**WORK REQUIRED**
Rewrite the lines below, changing every "Marked points" to "Chosen points" and leaving everything else as it is. Leave out the pictures.

**PROVIDED RECORDS**
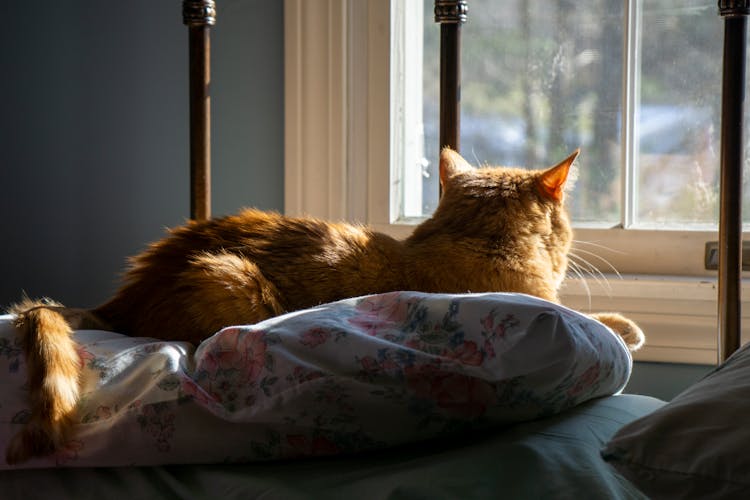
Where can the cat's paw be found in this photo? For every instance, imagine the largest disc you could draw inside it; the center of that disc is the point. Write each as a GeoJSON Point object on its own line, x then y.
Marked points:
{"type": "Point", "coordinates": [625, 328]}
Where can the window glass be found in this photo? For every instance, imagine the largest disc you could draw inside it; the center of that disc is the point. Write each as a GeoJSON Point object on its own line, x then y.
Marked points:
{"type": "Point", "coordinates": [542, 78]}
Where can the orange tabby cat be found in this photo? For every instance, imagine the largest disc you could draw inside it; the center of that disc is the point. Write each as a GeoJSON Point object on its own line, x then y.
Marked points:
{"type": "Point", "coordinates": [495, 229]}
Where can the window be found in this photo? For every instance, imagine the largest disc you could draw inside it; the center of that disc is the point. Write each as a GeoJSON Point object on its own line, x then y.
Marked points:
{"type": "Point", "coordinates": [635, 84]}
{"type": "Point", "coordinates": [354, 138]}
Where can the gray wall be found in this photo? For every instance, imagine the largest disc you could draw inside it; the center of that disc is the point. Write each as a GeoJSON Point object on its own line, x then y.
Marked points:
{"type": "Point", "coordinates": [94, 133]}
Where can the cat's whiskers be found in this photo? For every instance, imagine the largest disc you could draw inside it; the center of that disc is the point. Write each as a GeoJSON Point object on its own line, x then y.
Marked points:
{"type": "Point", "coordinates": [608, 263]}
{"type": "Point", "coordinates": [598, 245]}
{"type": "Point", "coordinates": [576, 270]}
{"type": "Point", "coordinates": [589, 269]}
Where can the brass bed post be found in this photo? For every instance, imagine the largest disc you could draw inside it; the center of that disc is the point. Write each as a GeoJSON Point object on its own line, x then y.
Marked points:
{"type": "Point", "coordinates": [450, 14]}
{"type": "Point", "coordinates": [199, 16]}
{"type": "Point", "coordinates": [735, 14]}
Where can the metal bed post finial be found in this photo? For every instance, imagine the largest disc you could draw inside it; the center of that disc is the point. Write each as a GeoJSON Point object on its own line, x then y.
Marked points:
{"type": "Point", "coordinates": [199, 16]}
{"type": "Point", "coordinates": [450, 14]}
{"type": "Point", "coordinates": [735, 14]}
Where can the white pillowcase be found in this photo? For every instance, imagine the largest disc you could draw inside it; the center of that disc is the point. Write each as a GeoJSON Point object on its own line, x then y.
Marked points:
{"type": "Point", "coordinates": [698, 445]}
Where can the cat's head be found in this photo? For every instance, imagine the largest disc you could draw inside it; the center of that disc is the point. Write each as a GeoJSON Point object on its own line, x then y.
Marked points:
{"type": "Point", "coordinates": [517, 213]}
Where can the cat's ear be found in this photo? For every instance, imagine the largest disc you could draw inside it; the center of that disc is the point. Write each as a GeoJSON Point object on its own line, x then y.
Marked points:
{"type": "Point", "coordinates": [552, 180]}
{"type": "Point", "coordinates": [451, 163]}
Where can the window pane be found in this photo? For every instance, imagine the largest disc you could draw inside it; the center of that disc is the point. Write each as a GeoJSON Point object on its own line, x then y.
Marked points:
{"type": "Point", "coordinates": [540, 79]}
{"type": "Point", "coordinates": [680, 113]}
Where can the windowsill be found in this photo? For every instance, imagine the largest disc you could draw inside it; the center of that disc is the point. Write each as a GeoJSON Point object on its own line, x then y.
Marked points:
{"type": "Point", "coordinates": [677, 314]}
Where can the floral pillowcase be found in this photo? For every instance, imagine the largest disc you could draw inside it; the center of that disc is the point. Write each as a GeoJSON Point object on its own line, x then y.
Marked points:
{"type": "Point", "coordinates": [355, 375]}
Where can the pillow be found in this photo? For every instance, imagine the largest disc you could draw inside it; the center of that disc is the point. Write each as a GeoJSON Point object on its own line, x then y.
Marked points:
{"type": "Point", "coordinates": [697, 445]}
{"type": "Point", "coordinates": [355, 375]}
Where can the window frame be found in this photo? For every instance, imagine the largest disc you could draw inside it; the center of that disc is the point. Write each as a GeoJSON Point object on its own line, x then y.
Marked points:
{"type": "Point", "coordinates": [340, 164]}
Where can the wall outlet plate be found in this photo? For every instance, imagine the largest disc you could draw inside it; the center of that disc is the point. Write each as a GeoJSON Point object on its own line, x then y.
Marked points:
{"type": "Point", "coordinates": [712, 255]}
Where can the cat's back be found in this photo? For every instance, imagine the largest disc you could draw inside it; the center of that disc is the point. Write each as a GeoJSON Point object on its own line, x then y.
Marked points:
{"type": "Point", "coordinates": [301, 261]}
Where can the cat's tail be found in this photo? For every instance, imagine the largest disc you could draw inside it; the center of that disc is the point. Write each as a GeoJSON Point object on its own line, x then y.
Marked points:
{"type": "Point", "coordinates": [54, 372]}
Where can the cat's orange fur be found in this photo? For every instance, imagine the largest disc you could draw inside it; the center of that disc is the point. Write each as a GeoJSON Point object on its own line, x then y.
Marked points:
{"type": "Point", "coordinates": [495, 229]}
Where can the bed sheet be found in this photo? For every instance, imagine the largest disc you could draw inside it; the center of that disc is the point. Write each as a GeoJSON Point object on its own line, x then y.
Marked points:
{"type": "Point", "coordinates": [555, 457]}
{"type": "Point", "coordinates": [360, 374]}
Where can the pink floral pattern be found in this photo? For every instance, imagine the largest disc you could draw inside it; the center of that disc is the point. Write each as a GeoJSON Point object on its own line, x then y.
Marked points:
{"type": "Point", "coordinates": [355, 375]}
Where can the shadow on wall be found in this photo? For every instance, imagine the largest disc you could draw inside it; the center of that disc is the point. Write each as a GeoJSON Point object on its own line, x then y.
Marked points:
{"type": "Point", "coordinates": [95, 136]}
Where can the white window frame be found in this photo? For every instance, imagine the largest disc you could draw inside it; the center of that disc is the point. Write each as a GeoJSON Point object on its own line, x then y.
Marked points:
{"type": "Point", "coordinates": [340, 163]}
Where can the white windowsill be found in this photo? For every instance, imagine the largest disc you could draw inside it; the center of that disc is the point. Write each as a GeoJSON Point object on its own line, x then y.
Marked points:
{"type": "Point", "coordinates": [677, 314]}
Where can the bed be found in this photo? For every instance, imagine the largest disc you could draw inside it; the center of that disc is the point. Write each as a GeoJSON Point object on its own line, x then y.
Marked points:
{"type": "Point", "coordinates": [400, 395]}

**EXERCISE ANSWER**
Where can the cat's paw be found in this photo? For every instance, imagine the largest disc you could draw inside it; the center of that disc is the point. Write each as a GeoJSON Point object on its own line, x then y.
Chosen points:
{"type": "Point", "coordinates": [625, 328]}
Where can the window glass be found in this photo? For every instance, imagine the largest disc you could draw inside it; the center of that disc is the point. Write each as a GeoJSON Point object on its own line, x then y.
Chosen points:
{"type": "Point", "coordinates": [542, 78]}
Where can the orange tabby cat be found in this photo? For every instance, imagine the largest disc you could draw inside it; the center of that disc is the point. Write each as a GeoJSON Point object on its own line, x then y.
Chosen points:
{"type": "Point", "coordinates": [495, 229]}
Where can the window be found in this photo? For every instance, imagine the largest disc you could draw inside it; the center of that disc is the point. Write each as a GeoJSON Point object on its own line, x then y.
Chosen points:
{"type": "Point", "coordinates": [635, 84]}
{"type": "Point", "coordinates": [354, 138]}
Where can the gray wall be found in this photo? For every instance, imagine the largest disc you could draw inside it; the center of that disc is the point. Write each as a GeoJSON Point object on its own line, x then y.
Chosen points:
{"type": "Point", "coordinates": [94, 133]}
Where can the cat's whiskers be found in this photo? For every instance, imagine the largest disc you could draw inside it; the center of that disc is the point. Write each as a GeoJSON Point object on its own line, x then y.
Chosen points:
{"type": "Point", "coordinates": [608, 263]}
{"type": "Point", "coordinates": [598, 245]}
{"type": "Point", "coordinates": [576, 270]}
{"type": "Point", "coordinates": [589, 269]}
Where can the brass bed post be found in this photo? For every instance, imagine the largest disc you could draw inside it; the center of that disc is the point. Write each as a GeoJSON Point object on its own line, x then y.
Chosen points:
{"type": "Point", "coordinates": [450, 14]}
{"type": "Point", "coordinates": [199, 16]}
{"type": "Point", "coordinates": [735, 14]}
Where can the metal bed post finial be found in this photo? For every instance, imagine the largest disc you could draw inside it; the center of that disc is the point. Write each as a GeoJSON Point object on its own line, x then y.
Chosen points:
{"type": "Point", "coordinates": [199, 16]}
{"type": "Point", "coordinates": [450, 14]}
{"type": "Point", "coordinates": [735, 14]}
Where can the white pillowcase be found in this photo? For every instance, imagine the largest disc you could draw inside it; the center of that disc is the point. Write each as a GeoJSON Point object on its own line, x then y.
Chosen points:
{"type": "Point", "coordinates": [698, 445]}
Where can the cat's head be found in this photo? For every instance, imagine the largest disc you could draw inside it; the center of that disc is the point. Write each as a GeoJSON Point object on its own line, x then y.
Chosen points:
{"type": "Point", "coordinates": [517, 213]}
Where can the cat's ear be found in this photo? For every instance, imagine the largest disc you could draw inside it; the center of that disc is the point. Write each as a GeoJSON Point object on its own line, x then y.
Chosen points:
{"type": "Point", "coordinates": [552, 180]}
{"type": "Point", "coordinates": [451, 163]}
Where can the window pane be found in this photo? For every instance, imagine the largest disc you could draw inside it; the center of that disc is the point. Write each as a GeoJSON Point object on its own line, x then y.
Chosen points:
{"type": "Point", "coordinates": [540, 79]}
{"type": "Point", "coordinates": [680, 113]}
Where can the windowsill be found in this photo? For every instance, imagine the largest disc you could draw inside it; the center of that disc is the point. Write each as a GeoJSON Point object on its own line, x then y.
Chosen points:
{"type": "Point", "coordinates": [677, 314]}
Where can the floral pillowcase be found in this photo? For every instance, imagine the largest disc you could draw inside it; the center of that disc is the point. Write each as a GeoJSON Point object on its own line, x then y.
Chosen points:
{"type": "Point", "coordinates": [355, 375]}
Where can the pillow be found in this photo? For every instance, imagine the largest disc you could draw inside it; the center of that disc is the point. Write each as a GeoJSON Point object on its own line, x then y.
Chosen points:
{"type": "Point", "coordinates": [697, 445]}
{"type": "Point", "coordinates": [355, 375]}
Where can the window frame be found in this photo? For every instance, imagine the largest disc you could draw inside it; the center of that disc is the point. Write each as a GeoJSON Point object on its own line, x then y.
Chosen points:
{"type": "Point", "coordinates": [340, 164]}
Where can the wall outlet plate be found in this photo? For every instance, imagine the largest disc you could draw inside it; the center of that disc is the point. Write each as a GeoJSON Point object on its own line, x then y.
Chosen points:
{"type": "Point", "coordinates": [712, 255]}
Where can the cat's back be found in this photo? For every instance, imagine the largest disc you could draw inside it; the center of that disc is the point. Write each as a GeoJSON Point object on its own line, x then y.
Chosen points:
{"type": "Point", "coordinates": [301, 261]}
Where can the cat's tail be found in this photo? For every instance, imagine the largest disc you could draw inside it; the center of that disc is the point. Write each as a GeoJSON Point object on its own line, x then y.
Chosen points:
{"type": "Point", "coordinates": [54, 372]}
Where can the cat's orange fur be found in this photo? For every instance, imagine the largest disc you could draw inside it; the center of that disc is the point. Write each as a GeoJSON Point object on its own line, x then y.
Chosen points:
{"type": "Point", "coordinates": [495, 229]}
Where can the bed sheet be found in this photo? For every instance, imagine the largest disc you could draw inside it; the center of that disc is the point. Write each as a GeoJSON Point object on its own line, x then y.
Chosen points:
{"type": "Point", "coordinates": [555, 457]}
{"type": "Point", "coordinates": [360, 374]}
Where can the pink floral pattern be found in this photo? For every instance, imagine the largest disc you could draw inside it; the center of that disc is the point. Write each as a GeoJSON Point object on its own line, x then y.
Chosen points:
{"type": "Point", "coordinates": [355, 375]}
Where can the shadow on wall be found in this photo? For every instance, imagine the largest disc you could draw inside it; the center of that disc is the point. Write each as a GeoJSON Point object on its own line, x then y.
Chosen points:
{"type": "Point", "coordinates": [95, 136]}
Where can the white window frame be found in this photo? For every instance, imagine the largest disc you could draw inside it; the center of that disc is the point. Write each as a GeoJSON Point object on its own line, x then y.
Chosen points:
{"type": "Point", "coordinates": [340, 163]}
Where can the white windowsill be found in this photo? For every instance, imagine the largest disc you could draw inside it; the center of that disc is the point. Write each as a GeoJSON Point object on its own line, x then y.
Chosen points:
{"type": "Point", "coordinates": [677, 314]}
Where can the bed be found in this photo? For every instance, imagine the largest disc you could draw inside it; the center of that disc is the point. Write each as a GeoJSON Point object on its own line, x then y.
Chosen points:
{"type": "Point", "coordinates": [400, 395]}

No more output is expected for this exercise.